▶ [Your assignment]: For this exercise, copy each line of the records that contains the word "white".

▶ [Record excerpts]:
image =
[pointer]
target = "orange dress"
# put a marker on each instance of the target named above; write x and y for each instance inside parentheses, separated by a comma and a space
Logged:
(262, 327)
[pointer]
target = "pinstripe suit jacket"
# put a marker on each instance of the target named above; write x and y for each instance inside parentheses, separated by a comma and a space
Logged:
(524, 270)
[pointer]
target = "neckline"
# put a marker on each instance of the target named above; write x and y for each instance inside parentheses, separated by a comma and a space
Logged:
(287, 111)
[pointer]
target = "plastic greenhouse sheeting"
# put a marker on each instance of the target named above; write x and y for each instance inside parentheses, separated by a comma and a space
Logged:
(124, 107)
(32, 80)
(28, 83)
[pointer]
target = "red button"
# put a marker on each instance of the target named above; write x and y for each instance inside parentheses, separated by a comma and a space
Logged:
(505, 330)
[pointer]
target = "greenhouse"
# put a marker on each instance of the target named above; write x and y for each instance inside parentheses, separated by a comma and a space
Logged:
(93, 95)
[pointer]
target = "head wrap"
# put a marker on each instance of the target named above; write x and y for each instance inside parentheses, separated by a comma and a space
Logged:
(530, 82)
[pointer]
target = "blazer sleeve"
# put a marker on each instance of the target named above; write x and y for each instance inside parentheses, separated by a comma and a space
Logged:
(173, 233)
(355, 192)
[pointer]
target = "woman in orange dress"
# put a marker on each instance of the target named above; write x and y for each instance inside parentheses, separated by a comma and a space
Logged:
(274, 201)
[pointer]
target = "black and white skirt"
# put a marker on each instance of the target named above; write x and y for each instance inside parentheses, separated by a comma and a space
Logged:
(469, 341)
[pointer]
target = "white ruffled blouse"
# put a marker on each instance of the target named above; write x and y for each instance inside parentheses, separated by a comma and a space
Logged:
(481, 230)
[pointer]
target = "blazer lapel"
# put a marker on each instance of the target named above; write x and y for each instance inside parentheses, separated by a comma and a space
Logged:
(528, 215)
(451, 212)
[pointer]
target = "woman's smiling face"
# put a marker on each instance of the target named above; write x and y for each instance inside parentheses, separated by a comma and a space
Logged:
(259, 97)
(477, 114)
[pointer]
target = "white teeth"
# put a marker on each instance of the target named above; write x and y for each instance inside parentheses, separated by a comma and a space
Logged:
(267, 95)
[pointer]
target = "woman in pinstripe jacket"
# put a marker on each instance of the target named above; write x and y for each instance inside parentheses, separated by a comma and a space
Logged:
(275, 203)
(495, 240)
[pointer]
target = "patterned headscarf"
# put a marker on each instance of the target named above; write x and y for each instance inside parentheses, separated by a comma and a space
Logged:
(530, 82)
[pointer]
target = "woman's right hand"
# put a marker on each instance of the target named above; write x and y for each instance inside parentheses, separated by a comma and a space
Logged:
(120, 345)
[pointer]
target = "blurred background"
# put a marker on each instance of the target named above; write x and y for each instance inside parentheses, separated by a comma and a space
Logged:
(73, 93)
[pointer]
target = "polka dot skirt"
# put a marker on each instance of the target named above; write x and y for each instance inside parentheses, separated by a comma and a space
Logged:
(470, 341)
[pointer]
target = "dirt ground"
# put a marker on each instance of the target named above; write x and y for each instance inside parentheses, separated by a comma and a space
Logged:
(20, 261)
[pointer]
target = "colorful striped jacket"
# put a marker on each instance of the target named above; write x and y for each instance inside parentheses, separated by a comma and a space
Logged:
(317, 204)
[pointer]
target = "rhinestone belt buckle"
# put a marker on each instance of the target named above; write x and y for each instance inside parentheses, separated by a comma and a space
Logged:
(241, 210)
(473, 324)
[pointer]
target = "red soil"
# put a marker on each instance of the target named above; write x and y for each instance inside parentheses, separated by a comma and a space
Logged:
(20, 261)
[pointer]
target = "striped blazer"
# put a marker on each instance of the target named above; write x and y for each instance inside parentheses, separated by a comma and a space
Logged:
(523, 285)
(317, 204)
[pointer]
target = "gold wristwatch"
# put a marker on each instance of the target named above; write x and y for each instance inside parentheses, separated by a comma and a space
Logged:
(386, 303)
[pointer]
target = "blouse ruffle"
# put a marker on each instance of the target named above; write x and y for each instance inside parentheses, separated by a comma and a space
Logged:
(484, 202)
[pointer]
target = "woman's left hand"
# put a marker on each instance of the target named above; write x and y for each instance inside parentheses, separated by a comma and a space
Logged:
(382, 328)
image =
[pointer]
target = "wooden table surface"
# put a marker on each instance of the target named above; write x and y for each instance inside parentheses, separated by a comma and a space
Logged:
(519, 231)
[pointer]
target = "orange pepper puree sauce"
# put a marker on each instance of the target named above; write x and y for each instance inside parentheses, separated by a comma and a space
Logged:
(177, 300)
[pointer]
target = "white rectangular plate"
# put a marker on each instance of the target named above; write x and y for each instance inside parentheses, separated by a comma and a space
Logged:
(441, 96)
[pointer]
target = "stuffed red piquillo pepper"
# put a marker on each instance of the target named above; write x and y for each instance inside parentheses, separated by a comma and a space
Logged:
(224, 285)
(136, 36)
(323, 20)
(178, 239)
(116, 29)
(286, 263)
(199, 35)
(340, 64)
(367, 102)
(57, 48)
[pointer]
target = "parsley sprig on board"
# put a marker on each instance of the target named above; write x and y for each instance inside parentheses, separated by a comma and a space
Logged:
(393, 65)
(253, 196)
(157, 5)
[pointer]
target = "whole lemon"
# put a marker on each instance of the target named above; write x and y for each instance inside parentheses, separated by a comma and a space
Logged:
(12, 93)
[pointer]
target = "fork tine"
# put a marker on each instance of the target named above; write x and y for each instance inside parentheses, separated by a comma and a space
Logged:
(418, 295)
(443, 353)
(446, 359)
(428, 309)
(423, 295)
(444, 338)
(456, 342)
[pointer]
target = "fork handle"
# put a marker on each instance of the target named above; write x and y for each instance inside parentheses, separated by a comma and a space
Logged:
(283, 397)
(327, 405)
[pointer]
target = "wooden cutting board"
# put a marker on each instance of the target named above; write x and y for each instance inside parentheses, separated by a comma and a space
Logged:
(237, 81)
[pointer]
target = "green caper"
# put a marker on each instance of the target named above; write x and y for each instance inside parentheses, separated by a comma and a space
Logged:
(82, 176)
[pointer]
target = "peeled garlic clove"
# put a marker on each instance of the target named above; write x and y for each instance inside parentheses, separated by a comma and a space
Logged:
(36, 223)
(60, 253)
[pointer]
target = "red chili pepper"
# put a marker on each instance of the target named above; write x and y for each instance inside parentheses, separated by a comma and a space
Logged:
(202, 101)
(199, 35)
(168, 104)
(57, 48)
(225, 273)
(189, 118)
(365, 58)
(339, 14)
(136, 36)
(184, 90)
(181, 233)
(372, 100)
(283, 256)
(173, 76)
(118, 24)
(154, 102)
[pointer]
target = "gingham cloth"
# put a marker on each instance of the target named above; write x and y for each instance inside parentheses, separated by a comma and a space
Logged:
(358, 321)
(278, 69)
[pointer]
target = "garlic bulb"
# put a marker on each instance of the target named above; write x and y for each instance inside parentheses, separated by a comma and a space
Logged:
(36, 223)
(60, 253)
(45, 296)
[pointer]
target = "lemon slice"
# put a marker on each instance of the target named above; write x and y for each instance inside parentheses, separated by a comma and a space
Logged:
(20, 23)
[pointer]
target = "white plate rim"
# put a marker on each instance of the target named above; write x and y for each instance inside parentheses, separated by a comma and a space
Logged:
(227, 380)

▶ [Written answer]:
target = "black and white skirt"
target = "white ruffled blouse"
target = "white teeth"
target = "white rectangular plate"
target = "white plate rim"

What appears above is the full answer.